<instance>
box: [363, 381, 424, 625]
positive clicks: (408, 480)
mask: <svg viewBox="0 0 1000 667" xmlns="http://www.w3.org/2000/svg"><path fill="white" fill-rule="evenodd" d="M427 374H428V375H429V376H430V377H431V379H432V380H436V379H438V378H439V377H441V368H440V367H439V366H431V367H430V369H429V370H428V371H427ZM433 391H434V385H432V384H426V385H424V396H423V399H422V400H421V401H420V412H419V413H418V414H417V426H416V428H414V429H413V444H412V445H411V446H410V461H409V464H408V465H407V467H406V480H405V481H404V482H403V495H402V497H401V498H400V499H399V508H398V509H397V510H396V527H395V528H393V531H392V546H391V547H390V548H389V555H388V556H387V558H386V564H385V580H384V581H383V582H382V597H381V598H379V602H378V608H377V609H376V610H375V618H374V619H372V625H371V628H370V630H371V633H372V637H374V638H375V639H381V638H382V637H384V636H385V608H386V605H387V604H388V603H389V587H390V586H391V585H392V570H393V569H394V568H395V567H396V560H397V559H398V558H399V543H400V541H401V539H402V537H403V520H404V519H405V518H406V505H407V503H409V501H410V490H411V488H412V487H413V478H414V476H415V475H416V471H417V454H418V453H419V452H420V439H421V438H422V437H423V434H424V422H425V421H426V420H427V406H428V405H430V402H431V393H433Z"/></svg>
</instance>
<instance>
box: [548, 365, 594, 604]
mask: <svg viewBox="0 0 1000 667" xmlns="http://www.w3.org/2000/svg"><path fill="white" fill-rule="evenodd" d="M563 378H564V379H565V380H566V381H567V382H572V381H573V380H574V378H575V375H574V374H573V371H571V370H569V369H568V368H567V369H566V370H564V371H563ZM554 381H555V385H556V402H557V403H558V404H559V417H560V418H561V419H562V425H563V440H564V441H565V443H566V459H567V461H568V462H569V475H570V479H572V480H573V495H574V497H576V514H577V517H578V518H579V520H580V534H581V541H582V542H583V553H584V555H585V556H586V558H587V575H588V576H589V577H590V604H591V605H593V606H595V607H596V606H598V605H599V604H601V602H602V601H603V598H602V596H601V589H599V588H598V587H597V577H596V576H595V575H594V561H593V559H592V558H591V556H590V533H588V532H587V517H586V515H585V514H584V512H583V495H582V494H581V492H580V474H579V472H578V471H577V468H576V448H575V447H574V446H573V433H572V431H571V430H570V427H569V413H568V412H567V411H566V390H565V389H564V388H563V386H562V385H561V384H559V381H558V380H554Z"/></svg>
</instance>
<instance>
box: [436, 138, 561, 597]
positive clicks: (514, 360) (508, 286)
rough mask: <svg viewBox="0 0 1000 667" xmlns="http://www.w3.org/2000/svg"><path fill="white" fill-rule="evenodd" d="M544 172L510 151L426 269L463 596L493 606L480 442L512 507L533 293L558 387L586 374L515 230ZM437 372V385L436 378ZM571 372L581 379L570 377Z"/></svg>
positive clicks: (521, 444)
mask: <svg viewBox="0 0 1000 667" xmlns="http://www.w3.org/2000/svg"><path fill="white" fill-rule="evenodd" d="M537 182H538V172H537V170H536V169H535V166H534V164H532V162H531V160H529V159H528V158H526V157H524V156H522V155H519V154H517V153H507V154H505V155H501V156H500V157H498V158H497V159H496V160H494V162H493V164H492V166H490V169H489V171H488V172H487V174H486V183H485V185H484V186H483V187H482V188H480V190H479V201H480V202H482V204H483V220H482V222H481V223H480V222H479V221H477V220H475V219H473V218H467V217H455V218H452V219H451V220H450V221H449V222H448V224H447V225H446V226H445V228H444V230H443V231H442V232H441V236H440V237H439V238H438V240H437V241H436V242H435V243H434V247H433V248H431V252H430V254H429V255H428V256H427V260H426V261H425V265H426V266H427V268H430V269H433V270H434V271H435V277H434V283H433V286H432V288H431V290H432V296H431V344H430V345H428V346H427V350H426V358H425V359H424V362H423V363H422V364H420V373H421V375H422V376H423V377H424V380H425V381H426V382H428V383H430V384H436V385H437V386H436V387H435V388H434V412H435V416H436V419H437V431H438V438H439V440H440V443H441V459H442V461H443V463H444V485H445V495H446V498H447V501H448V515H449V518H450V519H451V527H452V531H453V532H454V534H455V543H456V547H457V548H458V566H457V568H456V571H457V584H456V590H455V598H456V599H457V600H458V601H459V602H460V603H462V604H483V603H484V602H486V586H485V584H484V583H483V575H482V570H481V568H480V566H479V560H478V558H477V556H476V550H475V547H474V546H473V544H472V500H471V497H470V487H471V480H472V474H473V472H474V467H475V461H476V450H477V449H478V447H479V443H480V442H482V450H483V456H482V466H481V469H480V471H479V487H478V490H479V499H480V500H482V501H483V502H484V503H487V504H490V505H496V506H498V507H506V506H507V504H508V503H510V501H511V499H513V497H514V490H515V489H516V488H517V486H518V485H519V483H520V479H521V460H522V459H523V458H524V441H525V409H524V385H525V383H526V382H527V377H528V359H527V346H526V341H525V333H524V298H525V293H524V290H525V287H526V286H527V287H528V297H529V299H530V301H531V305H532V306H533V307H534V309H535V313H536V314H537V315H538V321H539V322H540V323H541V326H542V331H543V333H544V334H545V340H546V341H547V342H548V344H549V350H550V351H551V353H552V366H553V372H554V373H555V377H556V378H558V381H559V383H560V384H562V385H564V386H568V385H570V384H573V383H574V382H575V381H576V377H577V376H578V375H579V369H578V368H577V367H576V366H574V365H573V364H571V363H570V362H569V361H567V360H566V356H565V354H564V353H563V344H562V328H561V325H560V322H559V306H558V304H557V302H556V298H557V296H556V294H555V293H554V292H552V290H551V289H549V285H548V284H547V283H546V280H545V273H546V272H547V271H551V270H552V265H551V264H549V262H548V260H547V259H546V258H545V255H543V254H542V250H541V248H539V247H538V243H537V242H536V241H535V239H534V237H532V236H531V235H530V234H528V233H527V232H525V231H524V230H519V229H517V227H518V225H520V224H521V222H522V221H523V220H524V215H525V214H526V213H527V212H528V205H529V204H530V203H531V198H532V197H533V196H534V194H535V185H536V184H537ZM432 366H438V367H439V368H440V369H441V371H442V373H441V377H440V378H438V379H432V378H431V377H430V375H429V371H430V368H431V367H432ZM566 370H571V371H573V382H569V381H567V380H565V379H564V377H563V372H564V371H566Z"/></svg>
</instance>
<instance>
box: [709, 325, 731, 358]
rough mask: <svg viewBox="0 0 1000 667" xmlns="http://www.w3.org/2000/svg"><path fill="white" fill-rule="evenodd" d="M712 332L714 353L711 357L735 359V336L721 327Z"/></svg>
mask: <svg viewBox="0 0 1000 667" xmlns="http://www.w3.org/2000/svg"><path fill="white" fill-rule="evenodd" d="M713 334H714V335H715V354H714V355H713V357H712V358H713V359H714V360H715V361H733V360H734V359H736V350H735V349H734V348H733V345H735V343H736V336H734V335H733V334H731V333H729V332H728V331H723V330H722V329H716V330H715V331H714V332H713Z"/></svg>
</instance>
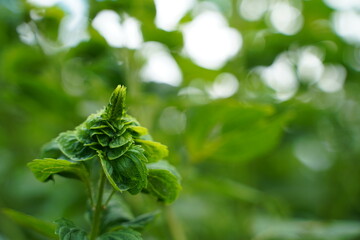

- [WORK INSTRUCTION]:
Reproduce the listing word for word from its first line up to and including the line with "positive clicks: (514, 360) (508, 286)". Give no other lines.

- [RESPONSE TO THE EXERCISE]:
<instance>
box: [363, 381, 424, 625]
positive clicks: (408, 480)
mask: <svg viewBox="0 0 1000 667" xmlns="http://www.w3.org/2000/svg"><path fill="white" fill-rule="evenodd" d="M427 374H428V375H429V376H430V377H431V379H432V380H436V379H438V378H439V377H441V368H440V367H439V366H431V367H430V369H429V370H428V371H427ZM433 391H434V385H432V384H426V385H424V396H423V399H422V400H421V401H420V412H419V413H418V414H417V426H416V428H414V429H413V444H412V445H411V446H410V461H409V464H408V465H407V467H406V480H405V481H404V482H403V495H402V497H401V498H400V499H399V508H398V509H397V510H396V527H395V528H393V531H392V546H391V547H390V548H389V555H388V556H387V558H386V564H385V580H384V581H383V582H382V597H381V598H379V602H378V608H377V609H376V610H375V618H374V619H372V625H371V628H370V630H371V633H372V637H374V638H375V639H381V638H382V637H384V636H385V608H386V605H387V604H388V603H389V587H390V586H391V585H392V570H393V569H394V568H395V567H396V560H397V559H398V558H399V543H400V541H401V539H402V537H403V520H404V519H405V518H406V505H407V503H409V501H410V490H411V488H412V487H413V478H414V476H415V475H416V471H417V454H418V453H419V452H420V439H421V438H422V437H423V434H424V422H425V421H426V420H427V406H428V405H430V402H431V393H433Z"/></svg>
</instance>
<instance>
box: [548, 365, 594, 604]
mask: <svg viewBox="0 0 1000 667" xmlns="http://www.w3.org/2000/svg"><path fill="white" fill-rule="evenodd" d="M563 378H564V379H565V380H566V381H567V382H572V381H573V380H574V378H575V375H574V374H573V371H571V370H569V369H568V368H567V369H566V370H564V371H563ZM554 381H555V385H556V402H557V403H558V404H559V417H560V418H561V419H562V425H563V440H564V441H565V443H566V459H567V461H568V462H569V475H570V479H572V480H573V495H574V497H576V514H577V517H578V518H579V520H580V534H581V541H582V542H583V553H584V555H585V556H586V558H587V575H588V576H589V577H590V604H591V605H593V606H595V607H596V606H598V605H599V604H601V602H602V601H603V598H602V596H601V589H599V588H598V587H597V577H596V576H595V575H594V561H593V559H592V558H591V556H590V533H588V532H587V517H586V515H585V514H584V512H583V495H582V494H581V492H580V474H579V472H578V471H577V468H576V448H575V447H574V446H573V433H572V431H571V430H570V427H569V413H568V412H567V411H566V390H565V389H564V388H563V386H562V385H561V384H559V381H558V380H554Z"/></svg>
</instance>
<instance>
box: [436, 138, 561, 597]
positive clicks: (514, 360) (508, 286)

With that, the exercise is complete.